---------- Available data
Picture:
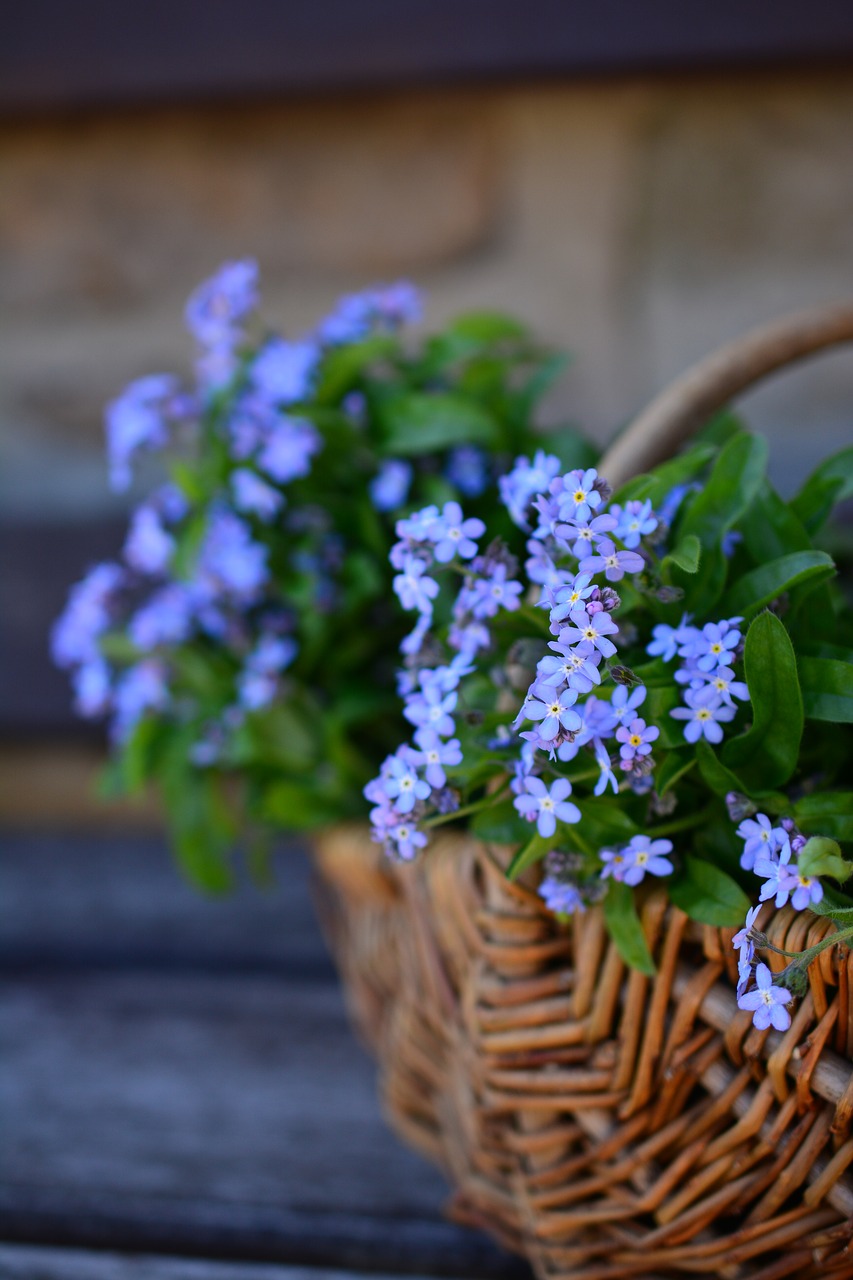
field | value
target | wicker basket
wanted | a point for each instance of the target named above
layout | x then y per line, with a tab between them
602	1123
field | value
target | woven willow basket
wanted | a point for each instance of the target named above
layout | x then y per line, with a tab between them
602	1123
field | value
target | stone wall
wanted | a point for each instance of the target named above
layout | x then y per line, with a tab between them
638	223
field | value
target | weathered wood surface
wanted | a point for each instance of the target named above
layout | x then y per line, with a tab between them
27	1262
178	1078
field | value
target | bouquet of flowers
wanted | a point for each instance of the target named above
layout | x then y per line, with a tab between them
644	686
243	643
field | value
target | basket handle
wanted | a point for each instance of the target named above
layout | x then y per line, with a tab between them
687	403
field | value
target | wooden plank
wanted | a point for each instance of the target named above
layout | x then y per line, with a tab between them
178	1075
95	51
115	899
219	1115
23	1262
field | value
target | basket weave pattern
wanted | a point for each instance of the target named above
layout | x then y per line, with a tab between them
602	1123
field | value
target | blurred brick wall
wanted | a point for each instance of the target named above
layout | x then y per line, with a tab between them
638	223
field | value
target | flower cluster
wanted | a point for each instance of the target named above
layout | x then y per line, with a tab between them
594	709
246	625
706	673
580	538
772	854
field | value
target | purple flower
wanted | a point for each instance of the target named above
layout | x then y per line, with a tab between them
429	709
218	307
585	534
164	618
578	496
466	470
288	449
86	616
454	535
147	547
761	839
637	741
138	690
546	807
414	588
389	487
283	370
743	944
635	520
625	702
641	856
593	630
404	841
556	714
231	561
612	562
255	496
434	755
525	480
137	420
402	785
561	896
92	689
714	645
766	1002
703	714
493	593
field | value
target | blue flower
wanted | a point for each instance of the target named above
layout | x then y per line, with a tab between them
414	588
612	562
544	807
218	307
561	896
86	616
164	618
231	561
283	371
255	496
389	487
766	1002
137	420
149	547
525	480
454	535
703	713
288	449
434	754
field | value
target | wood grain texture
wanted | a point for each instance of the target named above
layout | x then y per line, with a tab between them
178	1078
27	1262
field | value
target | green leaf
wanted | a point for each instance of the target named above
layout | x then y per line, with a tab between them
734	481
674	767
714	772
487	327
687	554
660	700
625	929
293	805
501	824
826	813
822	856
828	689
835	905
766	754
767	581
666	476
533	851
414	424
707	894
731	487
829	484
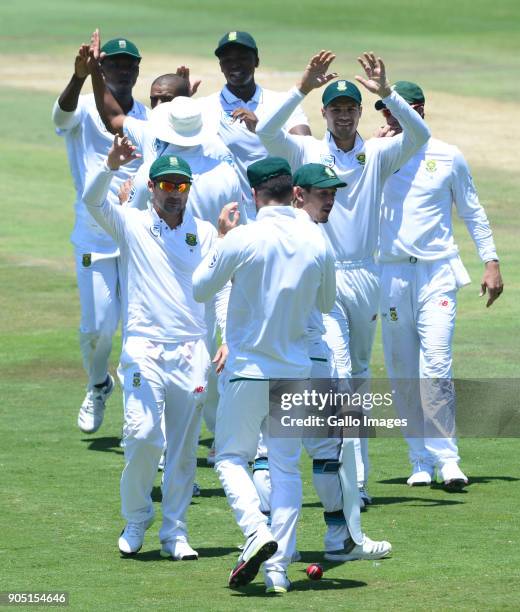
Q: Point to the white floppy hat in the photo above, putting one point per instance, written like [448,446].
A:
[179,122]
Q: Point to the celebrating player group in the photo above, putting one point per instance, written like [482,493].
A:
[237,249]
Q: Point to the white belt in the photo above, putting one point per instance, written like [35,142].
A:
[354,263]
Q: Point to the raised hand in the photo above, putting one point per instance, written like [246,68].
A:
[121,152]
[246,117]
[315,75]
[375,71]
[228,219]
[184,73]
[81,69]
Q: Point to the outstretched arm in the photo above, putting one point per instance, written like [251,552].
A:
[107,106]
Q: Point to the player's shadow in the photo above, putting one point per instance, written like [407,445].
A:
[204,553]
[108,444]
[325,584]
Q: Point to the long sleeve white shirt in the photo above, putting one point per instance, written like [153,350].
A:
[158,264]
[353,227]
[88,142]
[280,269]
[416,215]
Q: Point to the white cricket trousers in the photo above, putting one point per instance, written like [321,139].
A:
[418,307]
[350,330]
[161,378]
[241,414]
[98,284]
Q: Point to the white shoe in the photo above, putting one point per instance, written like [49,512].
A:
[179,550]
[276,582]
[368,550]
[364,498]
[132,537]
[92,410]
[210,459]
[452,476]
[259,547]
[422,475]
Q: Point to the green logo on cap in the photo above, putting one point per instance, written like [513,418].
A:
[191,239]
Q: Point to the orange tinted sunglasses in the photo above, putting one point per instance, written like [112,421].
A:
[171,187]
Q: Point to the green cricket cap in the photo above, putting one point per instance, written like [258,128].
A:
[411,92]
[169,164]
[236,38]
[261,171]
[340,89]
[120,46]
[318,176]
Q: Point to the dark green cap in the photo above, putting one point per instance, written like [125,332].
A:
[411,92]
[261,171]
[236,38]
[169,164]
[318,176]
[120,46]
[340,89]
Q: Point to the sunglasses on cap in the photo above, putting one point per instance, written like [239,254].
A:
[171,187]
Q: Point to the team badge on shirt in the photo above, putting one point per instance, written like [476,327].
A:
[327,160]
[191,239]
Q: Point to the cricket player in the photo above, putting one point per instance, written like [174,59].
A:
[315,187]
[96,253]
[240,102]
[353,227]
[421,274]
[278,265]
[164,361]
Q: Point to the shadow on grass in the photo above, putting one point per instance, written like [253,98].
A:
[325,584]
[204,553]
[109,444]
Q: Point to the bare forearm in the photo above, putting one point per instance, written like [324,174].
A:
[68,101]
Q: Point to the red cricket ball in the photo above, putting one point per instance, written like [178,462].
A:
[314,571]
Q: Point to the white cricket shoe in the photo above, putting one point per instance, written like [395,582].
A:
[92,410]
[210,459]
[354,552]
[132,537]
[179,550]
[276,582]
[422,475]
[259,547]
[452,476]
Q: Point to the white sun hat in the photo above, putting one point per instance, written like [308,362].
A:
[180,122]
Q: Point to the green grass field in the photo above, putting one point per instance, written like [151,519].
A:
[59,488]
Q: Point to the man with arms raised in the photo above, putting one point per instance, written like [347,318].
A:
[76,118]
[353,227]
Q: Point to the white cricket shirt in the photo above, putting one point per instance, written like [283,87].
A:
[353,227]
[280,269]
[215,180]
[158,263]
[417,206]
[88,142]
[245,146]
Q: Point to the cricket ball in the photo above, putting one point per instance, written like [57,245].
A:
[314,571]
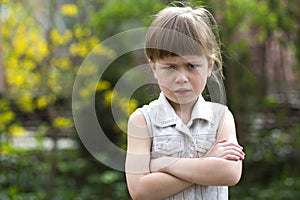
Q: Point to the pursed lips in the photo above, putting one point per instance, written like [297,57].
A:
[182,90]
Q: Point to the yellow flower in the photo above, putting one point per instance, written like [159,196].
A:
[103,85]
[69,10]
[41,102]
[16,131]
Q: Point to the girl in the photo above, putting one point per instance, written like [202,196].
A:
[181,146]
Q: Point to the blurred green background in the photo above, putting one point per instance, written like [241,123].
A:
[43,44]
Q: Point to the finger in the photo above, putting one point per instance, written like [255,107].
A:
[232,157]
[233,144]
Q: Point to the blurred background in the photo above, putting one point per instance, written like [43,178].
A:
[43,44]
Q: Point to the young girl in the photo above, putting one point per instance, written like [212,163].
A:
[181,146]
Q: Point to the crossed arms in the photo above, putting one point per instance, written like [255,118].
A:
[222,165]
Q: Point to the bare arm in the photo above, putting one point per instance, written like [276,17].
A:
[141,183]
[221,166]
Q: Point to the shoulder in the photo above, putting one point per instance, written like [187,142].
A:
[137,118]
[218,110]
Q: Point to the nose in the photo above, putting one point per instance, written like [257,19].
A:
[181,77]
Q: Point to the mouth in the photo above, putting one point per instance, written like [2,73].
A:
[181,91]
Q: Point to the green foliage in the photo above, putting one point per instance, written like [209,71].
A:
[41,64]
[30,175]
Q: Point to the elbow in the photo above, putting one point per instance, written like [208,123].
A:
[138,193]
[233,175]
--------------------
### [Exercise objective]
Repeat the records exactly, without the pictures.

### [Task response]
Picture:
field | value
target | wicker basket
wanted | a point for each instance of the target named above
layout | x then y per line, with a tab between them
602	1123
field | value
target | woven willow basket
wanted | a point for each instance of the target named above
layout | x then y per line, with a tab between them
602	1123
field | value
target | stone wall
wanted | a point for each instance of the target named above
layout | x then y per line, with a tab between them
638	223
field | value
target | weathered wood surface
wanted | a point for each instance of the target named above
layout | x then y per line, with a tab between them
27	1262
178	1078
field | value
target | bouquet of flowers
wanted | a point for each instance of the target named above
layout | x then y per line, with a tab between them
644	686
243	643
field | value
target | basket handle
wanted | a point for each instance of the target named above
layout | x then y per line, with a tab between them
687	403
field | value
target | wooden plank
wanted | a point for each instance of the target named above
layout | x then y per line, with a tab between them
178	1075
95	51
115	899
219	1115
23	1262
field | value
target | basket weave pattern
wanted | a point for each instance of the target named above
layout | x then y per line, with a tab between them
602	1123
field | value
target | blurred brick wall
wanted | a point for each instance of the target named above
layout | x then y per line, with a tab between them
638	223
field | value
target | flower cluster
wanted | a point for each instance of the target named above
layout | x then y per line, with a tab between them
594	709
246	625
706	673
580	538
772	854
field | value
target | purple flower
wanted | a point for each instance of the target named above
layout | x then y per line, with a tab between them
429	709
218	307
585	534
164	618
578	496
466	470
288	449
86	616
454	535
147	547
761	839
637	741
138	690
546	807
414	588
389	487
283	370
743	944
635	520
625	702
641	856
593	630
404	841
556	714
231	561
612	562
255	496
434	755
525	480
137	420
402	785
561	896
92	689
714	645
766	1002
703	714
493	593
field | value
target | blue flower
wanted | a point for each instance of the target named above
layout | x then y per line, with a tab between them
414	588
612	562
544	807
218	307
561	896
86	616
164	618
231	561
283	371
255	496
389	487
766	1002
137	420
149	547
525	480
454	535
703	713
288	449
434	754
field | value
target | wood grain texture
wanted | a point for each instance of the target named above
layout | x then y per line, with a tab between them
178	1078
27	1262
field | value
target | green leaf
wanted | a point for each instance of the target named above
layout | x then y per line, with a tab between them
734	481
674	767
714	772
487	327
687	554
660	700
625	929
293	805
501	824
826	813
822	856
828	689
835	905
766	754
767	581
666	476
533	851
414	424
707	894
731	487
829	484
Q: Point to the white floppy hat in the photo above, putting one point per instance, written like [448,446].
A:
[179,122]
Q: Point to the celebrating player group in the photo above, putting one point per instance, written like [482,493].
A:
[237,249]
Q: Point to the white belt in the photo above, putting one point per instance, written like [35,142].
A:
[354,263]
Q: Point to the raised hand in the photo above, putting one point per instance, written like [246,68].
A:
[121,152]
[246,117]
[315,75]
[375,71]
[228,219]
[184,73]
[81,69]
Q: Point to the outstretched arm in the photo above, putting one point per instance, written like [251,552].
A:
[107,106]
Q: Point to the player's shadow in the photo above, putting one point per instance, written like [407,445].
A:
[204,553]
[108,444]
[325,584]
Q: Point to the long sleeve white shirt in the photo above, putting one point per instance, written like [153,350].
A:
[158,264]
[353,227]
[88,142]
[280,269]
[416,215]
Q: Point to the white cricket trousers in the photo above, putting one point per instance, written like [321,139].
A:
[418,307]
[350,330]
[161,378]
[241,414]
[98,284]
Q: Point to the white shoe in the photo above, putting one point per instance, written like [49,512].
A:
[179,550]
[276,582]
[368,550]
[364,498]
[132,537]
[92,410]
[210,459]
[452,476]
[259,547]
[422,475]
Q: Point to the green logo on cap in the photo above, putting one point per instance, written like [513,418].
A:
[191,239]
Q: Point to the orange tinted sunglasses in the photo above, putting one point per instance, written like [112,421].
A:
[171,187]
Q: Point to the green cricket cap in the photo above, putting one point per instance, written like [258,128].
A:
[411,92]
[169,164]
[236,38]
[261,171]
[340,89]
[120,46]
[318,176]
Q: Point to the dark green cap in the photo above, putting one point per instance, written like [125,332].
A:
[411,92]
[261,171]
[236,38]
[169,164]
[318,176]
[120,46]
[340,89]
Q: Point to the sunglasses on cap in the photo above, putting one point per instance, written like [239,254].
A:
[171,187]
Q: Point to the team badge on shirt in the photo above, putting one point per instance, written like [476,327].
A:
[327,160]
[191,239]
Q: Point to the cricket player in the photo above, putting one point per instance, written like [174,59].
A:
[315,187]
[96,253]
[240,102]
[353,227]
[421,274]
[278,265]
[164,361]
Q: Point to the shadow on grass in the photo above, putting one point per instance, written like [253,98].
A:
[325,584]
[204,553]
[109,444]
Q: Point to the bare forearm in the photo above, putting one point per instance, written like [324,174].
A:
[68,101]
Q: Point to the red cricket ball in the photo above, putting one point per instance, written like [178,462].
A:
[314,571]
Q: Point to the white cricket shoe in the photo above, putting one point per instance, written like [395,582].
A:
[92,410]
[210,459]
[354,552]
[132,537]
[179,550]
[276,582]
[422,475]
[259,547]
[452,476]
Q: Point to the white sun hat in the photo above, putting one point per instance, written like [308,362].
A:
[180,122]
Q: Point to the green grass field in the photo above, putting one point per instance, written like [151,519].
A:
[59,488]
Q: Point to the man with arms raised in the photo above, putting one point per instance, written like [347,318].
A:
[76,118]
[353,227]
Q: Point to the white cricket shirt in the photo above, putting one point per instance, written like [283,87].
A:
[353,227]
[280,269]
[215,180]
[158,263]
[417,206]
[88,142]
[245,146]
Q: Point to the cricket ball in the photo above, putting one point per instance, written like [57,245].
A:
[314,571]
Q: Point to the pursed lips in the photo above, putting one point per instance, written like [297,57].
A:
[182,90]
Q: Point to the yellow flower in the photo above, putting one point per instance, written like [159,196].
A:
[103,85]
[69,10]
[41,102]
[16,131]
Q: Point to the girl in the photo above, putting one point per instance, written like [202,196].
A:
[181,146]
Q: Point to the blurred green background in the photo above, putting one point per instance, written like [241,123].
A:
[43,44]
Q: Point to the finger in the photo above, putting one point per instance, written like [255,107].
A:
[232,157]
[233,144]
Q: Point to the blurred background in the photo above, putting one point per instance, written like [43,178].
A:
[43,44]
Q: Point to the young girl in the photo above, putting one point per instance, written like [212,163].
A:
[181,146]
Q: Point to the crossed arms in the photo above, putting one point per instance, written like [255,118].
A:
[222,165]
Q: Point to the bare arm in the photo above, putting one point per instance, written like [276,17].
A:
[141,183]
[221,166]
Q: Point to the shoulder in the photo above, putting one point per instance, written like [187,142].
A:
[137,118]
[218,110]
Q: Point to the nose in the photo above, putting one point per instance, written like [257,19].
A:
[181,77]
Q: Point to the mouth in the photo above, putting one point per instance, written like [2,73].
A:
[181,91]
Q: Point to the green foliage in the photo above, putting one point per instance, written like [209,71].
A:
[41,64]
[30,175]
Q: Point to the elbow in the photo above, putting one point per instance, written like [208,123].
A:
[138,193]
[233,175]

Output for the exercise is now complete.